## WHAT YOU HAVE TO DO
Below are some entries; can you quote all of them exactly?

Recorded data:
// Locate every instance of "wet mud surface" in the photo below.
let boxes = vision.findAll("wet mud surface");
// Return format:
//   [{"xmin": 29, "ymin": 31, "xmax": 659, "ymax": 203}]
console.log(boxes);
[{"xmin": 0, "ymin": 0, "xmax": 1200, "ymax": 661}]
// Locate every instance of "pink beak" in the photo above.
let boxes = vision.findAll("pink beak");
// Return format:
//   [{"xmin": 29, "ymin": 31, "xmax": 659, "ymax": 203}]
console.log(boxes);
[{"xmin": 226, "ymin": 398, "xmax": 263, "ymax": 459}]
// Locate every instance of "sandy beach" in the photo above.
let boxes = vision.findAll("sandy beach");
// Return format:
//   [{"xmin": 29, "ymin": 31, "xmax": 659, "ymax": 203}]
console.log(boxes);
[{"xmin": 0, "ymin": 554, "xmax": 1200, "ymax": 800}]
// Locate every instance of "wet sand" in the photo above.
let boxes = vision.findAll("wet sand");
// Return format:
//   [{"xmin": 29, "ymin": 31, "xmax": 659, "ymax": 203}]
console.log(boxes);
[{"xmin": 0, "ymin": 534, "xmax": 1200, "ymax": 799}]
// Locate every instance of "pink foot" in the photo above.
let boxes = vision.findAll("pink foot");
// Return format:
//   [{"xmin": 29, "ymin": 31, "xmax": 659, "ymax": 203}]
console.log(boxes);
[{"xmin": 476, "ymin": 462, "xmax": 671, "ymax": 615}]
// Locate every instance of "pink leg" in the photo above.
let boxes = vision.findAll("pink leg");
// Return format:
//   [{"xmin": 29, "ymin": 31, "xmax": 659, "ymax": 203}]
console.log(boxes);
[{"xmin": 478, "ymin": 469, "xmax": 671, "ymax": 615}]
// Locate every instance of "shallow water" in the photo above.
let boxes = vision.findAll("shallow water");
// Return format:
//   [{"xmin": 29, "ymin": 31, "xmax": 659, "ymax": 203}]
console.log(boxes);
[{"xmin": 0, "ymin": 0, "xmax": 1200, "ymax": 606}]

## TASK RESULT
// Locate every instance of "wet mud surface" in the photo below.
let boxes = vision.findAll("wet mud surface");
// Return format:
//   [{"xmin": 29, "ymin": 31, "xmax": 659, "ymax": 203}]
console.log(boxes);
[{"xmin": 0, "ymin": 0, "xmax": 1200, "ymax": 661}]
// Locate every instance of "pink beak" in the photo above.
let boxes = vision.findAll("pink beak");
// Return format:
//   [{"xmin": 29, "ymin": 31, "xmax": 659, "ymax": 203}]
console.log(boxes);
[{"xmin": 226, "ymin": 398, "xmax": 263, "ymax": 459}]
// Locate every instance of "sandy beach" in the photo above.
let boxes = vision.findAll("sandy beach");
// Return format:
//   [{"xmin": 29, "ymin": 31, "xmax": 659, "ymax": 203}]
console.log(boxes);
[{"xmin": 0, "ymin": 554, "xmax": 1200, "ymax": 800}]
// Locate every instance of "wet sand" in the photo above.
let boxes = vision.findAll("wet sand");
// Return format:
//   [{"xmin": 29, "ymin": 31, "xmax": 659, "ymax": 203}]
console.log(boxes);
[{"xmin": 0, "ymin": 534, "xmax": 1200, "ymax": 799}]
// Locate every instance of "pink foot" in the photo above.
let boxes = vision.findAll("pink foot");
// Return format:
//   [{"xmin": 29, "ymin": 31, "xmax": 659, "ymax": 203}]
console.log(boxes);
[{"xmin": 476, "ymin": 462, "xmax": 671, "ymax": 615}]
// Locate every instance of "pink leg" in the photo above.
let boxes = vision.findAll("pink leg");
// Return format:
//   [{"xmin": 29, "ymin": 31, "xmax": 659, "ymax": 203}]
console.log(boxes);
[{"xmin": 478, "ymin": 469, "xmax": 671, "ymax": 615}]
// Locate every instance of "shallow water" in the photo above.
let boxes = vision.findAll("shallow water");
// Return format:
//   [{"xmin": 29, "ymin": 31, "xmax": 659, "ymax": 203}]
console.log(boxes);
[{"xmin": 0, "ymin": 0, "xmax": 1200, "ymax": 606}]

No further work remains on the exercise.